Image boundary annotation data
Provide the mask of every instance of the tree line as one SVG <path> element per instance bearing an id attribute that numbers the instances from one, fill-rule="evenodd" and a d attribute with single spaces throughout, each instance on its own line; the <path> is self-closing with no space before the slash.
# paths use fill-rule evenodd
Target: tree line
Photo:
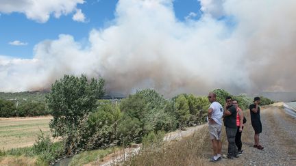
<path id="1" fill-rule="evenodd" d="M 101 100 L 104 85 L 103 78 L 65 75 L 52 84 L 46 102 L 24 102 L 16 108 L 13 102 L 1 100 L 0 116 L 51 114 L 53 117 L 49 124 L 52 136 L 60 139 L 63 145 L 61 154 L 66 156 L 138 143 L 153 133 L 206 122 L 210 105 L 206 96 L 182 94 L 166 99 L 156 90 L 147 89 L 114 102 Z M 214 92 L 222 105 L 226 96 L 232 96 L 221 89 Z M 243 109 L 252 102 L 245 95 L 232 96 Z M 262 100 L 264 105 L 272 102 L 265 98 Z"/>

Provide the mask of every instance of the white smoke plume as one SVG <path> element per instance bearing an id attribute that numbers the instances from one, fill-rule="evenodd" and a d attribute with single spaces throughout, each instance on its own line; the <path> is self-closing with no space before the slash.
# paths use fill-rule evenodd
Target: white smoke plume
<path id="1" fill-rule="evenodd" d="M 32 59 L 0 56 L 0 91 L 46 89 L 82 73 L 125 94 L 296 91 L 296 1 L 200 3 L 200 19 L 181 22 L 172 0 L 121 0 L 114 24 L 92 29 L 86 46 L 61 34 L 37 44 Z"/>

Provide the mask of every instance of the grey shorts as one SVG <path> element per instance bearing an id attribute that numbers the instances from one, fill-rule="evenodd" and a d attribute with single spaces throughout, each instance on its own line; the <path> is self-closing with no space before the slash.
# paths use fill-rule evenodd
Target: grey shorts
<path id="1" fill-rule="evenodd" d="M 221 140 L 222 126 L 218 124 L 209 124 L 208 126 L 210 139 Z"/>

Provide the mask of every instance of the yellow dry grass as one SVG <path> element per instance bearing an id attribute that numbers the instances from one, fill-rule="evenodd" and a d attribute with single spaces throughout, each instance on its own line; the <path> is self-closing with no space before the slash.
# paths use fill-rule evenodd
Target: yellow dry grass
<path id="1" fill-rule="evenodd" d="M 0 148 L 10 150 L 32 146 L 41 129 L 49 133 L 51 116 L 0 118 Z"/>
<path id="2" fill-rule="evenodd" d="M 36 158 L 26 156 L 5 156 L 0 157 L 0 165 L 3 166 L 23 166 L 36 165 Z"/>

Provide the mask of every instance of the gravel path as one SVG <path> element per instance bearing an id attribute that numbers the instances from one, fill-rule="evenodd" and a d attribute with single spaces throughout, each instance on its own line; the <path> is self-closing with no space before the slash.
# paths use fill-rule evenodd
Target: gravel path
<path id="1" fill-rule="evenodd" d="M 223 159 L 222 165 L 296 165 L 296 122 L 287 117 L 284 111 L 278 107 L 262 109 L 262 133 L 260 150 L 252 147 L 254 130 L 248 122 L 243 133 L 243 149 L 245 153 L 238 158 Z M 225 146 L 227 146 L 225 145 Z"/>

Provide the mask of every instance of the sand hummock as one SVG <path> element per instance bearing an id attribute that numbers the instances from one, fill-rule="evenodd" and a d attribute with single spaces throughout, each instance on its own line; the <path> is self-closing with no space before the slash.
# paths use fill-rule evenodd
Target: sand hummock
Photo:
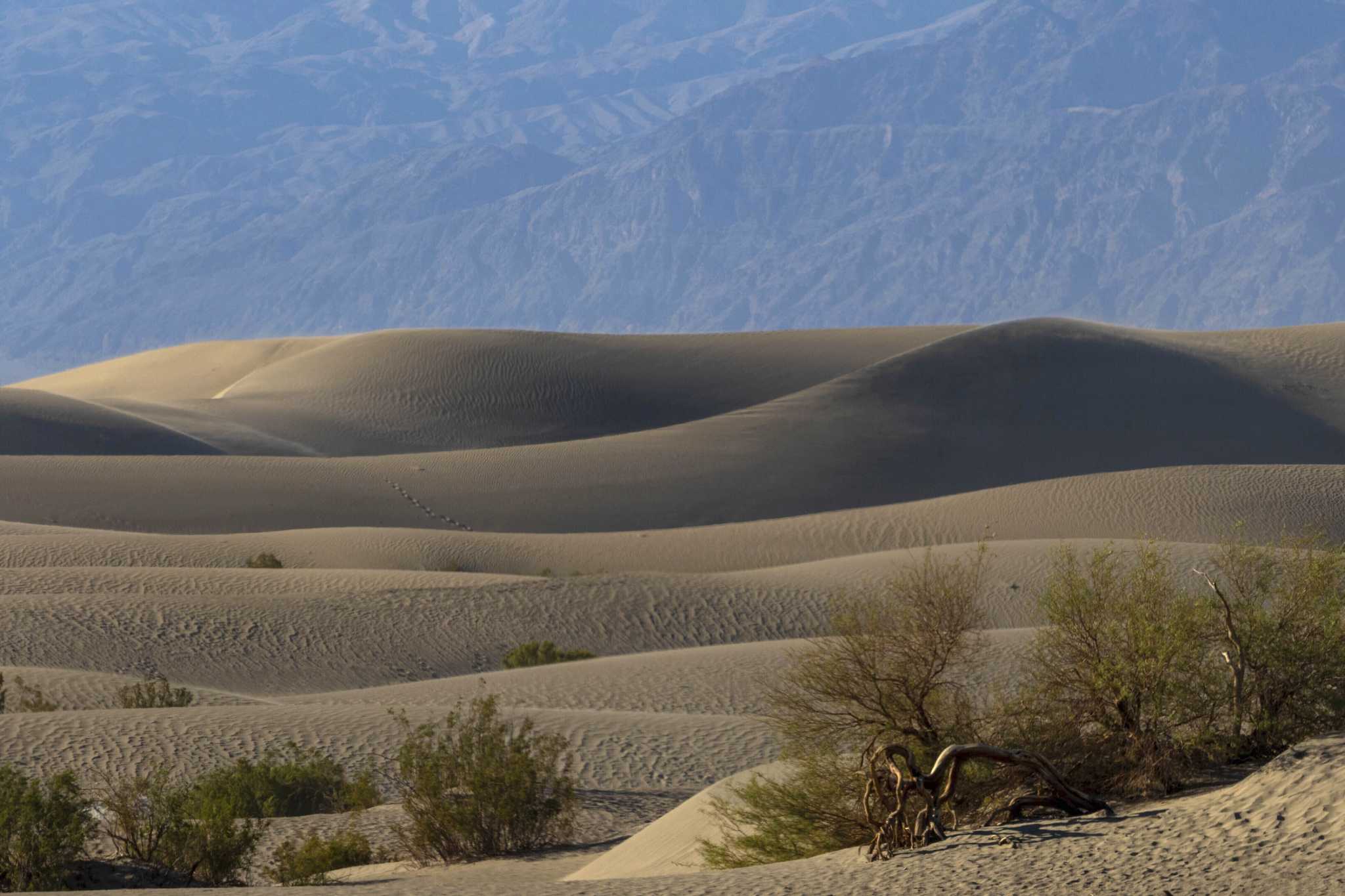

> [What is needed]
Please copy every line of the data above verbatim, leaving out the pictures.

> [Task solution]
Provide the mask of every instance of the tree line as one SVG <path> element per instance bearing an id attribute that numbers the instances from one, fill-rule="evenodd" and a d attribute with single spaces throughout, each instance on its own line; the <path> is self-closing with no space before the slash.
# paths use fill-rule evenodd
Target: tree line
Photo:
<path id="1" fill-rule="evenodd" d="M 101 100 L 104 85 L 103 78 L 65 75 L 52 84 L 46 102 L 24 102 L 16 108 L 13 102 L 1 100 L 0 116 L 51 114 L 53 117 L 49 124 L 52 136 L 60 139 L 63 145 L 61 154 L 66 156 L 138 143 L 153 133 L 206 122 L 210 105 L 206 96 L 182 94 L 166 99 L 156 90 L 147 89 L 114 102 Z M 214 92 L 222 105 L 226 96 L 232 96 L 221 89 Z M 243 109 L 252 102 L 245 95 L 232 96 Z M 262 100 L 264 105 L 272 102 L 265 98 Z"/>

Provide the mask of every instance of the white smoke plume as one SVG <path> element per instance bearing an id attribute that numbers the instances from one, fill-rule="evenodd" and a d attribute with single spaces throughout, each instance on its own line; the <path> is self-closing with no space before the slash.
# paths use fill-rule evenodd
Target: white smoke plume
<path id="1" fill-rule="evenodd" d="M 32 59 L 0 56 L 0 91 L 46 89 L 82 73 L 125 94 L 296 91 L 296 1 L 200 3 L 200 19 L 181 22 L 172 0 L 121 0 L 114 24 L 92 29 L 86 46 L 61 34 L 37 44 Z"/>

Provide the mask of every instance of the grey shorts as one SVG <path> element per instance bearing an id attribute that numbers the instances from one, fill-rule="evenodd" and a d attribute with single spaces throughout, each instance on its own line; the <path> is self-closing with no space before the slash.
# paths use fill-rule evenodd
Target: grey shorts
<path id="1" fill-rule="evenodd" d="M 221 140 L 222 126 L 218 124 L 209 124 L 208 126 L 210 139 Z"/>

Provide the mask of every instance of the yellow dry grass as one SVG <path> element per instance bearing an id attribute that numbers the instances from one, fill-rule="evenodd" and a d attribute with single spaces throughout, each instance on its own line; the <path> is self-closing with no space before the slash.
# paths use fill-rule evenodd
Target: yellow dry grass
<path id="1" fill-rule="evenodd" d="M 0 148 L 10 150 L 32 146 L 41 129 L 49 133 L 51 116 L 0 118 Z"/>
<path id="2" fill-rule="evenodd" d="M 36 158 L 26 156 L 5 156 L 0 157 L 0 165 L 3 166 L 23 166 L 36 165 Z"/>

Provide the mask of every instance of the gravel path as one SVG <path> element per instance bearing an id attribute that numbers the instances from one, fill-rule="evenodd" and a d attribute with single spaces throughout, each instance on its own line; the <path> is self-closing with no space before the slash.
# paths use fill-rule evenodd
Target: gravel path
<path id="1" fill-rule="evenodd" d="M 223 159 L 222 165 L 296 165 L 296 122 L 287 117 L 284 111 L 278 107 L 262 109 L 262 133 L 260 150 L 252 147 L 254 130 L 248 122 L 243 133 L 243 149 L 245 153 L 238 158 Z M 225 146 L 227 146 L 225 145 Z"/>

Provide the mask of every instance of the sand hummock as one SVG <path> element per instance bearing an id attribute that numbers the instances from one, fill-rule="evenodd" and a d attribute with single spaces throughout, each instance on its own line; the <path> is self-closing with no space before the slash.
# paths use fill-rule evenodd
Target: sand hummock
Photo:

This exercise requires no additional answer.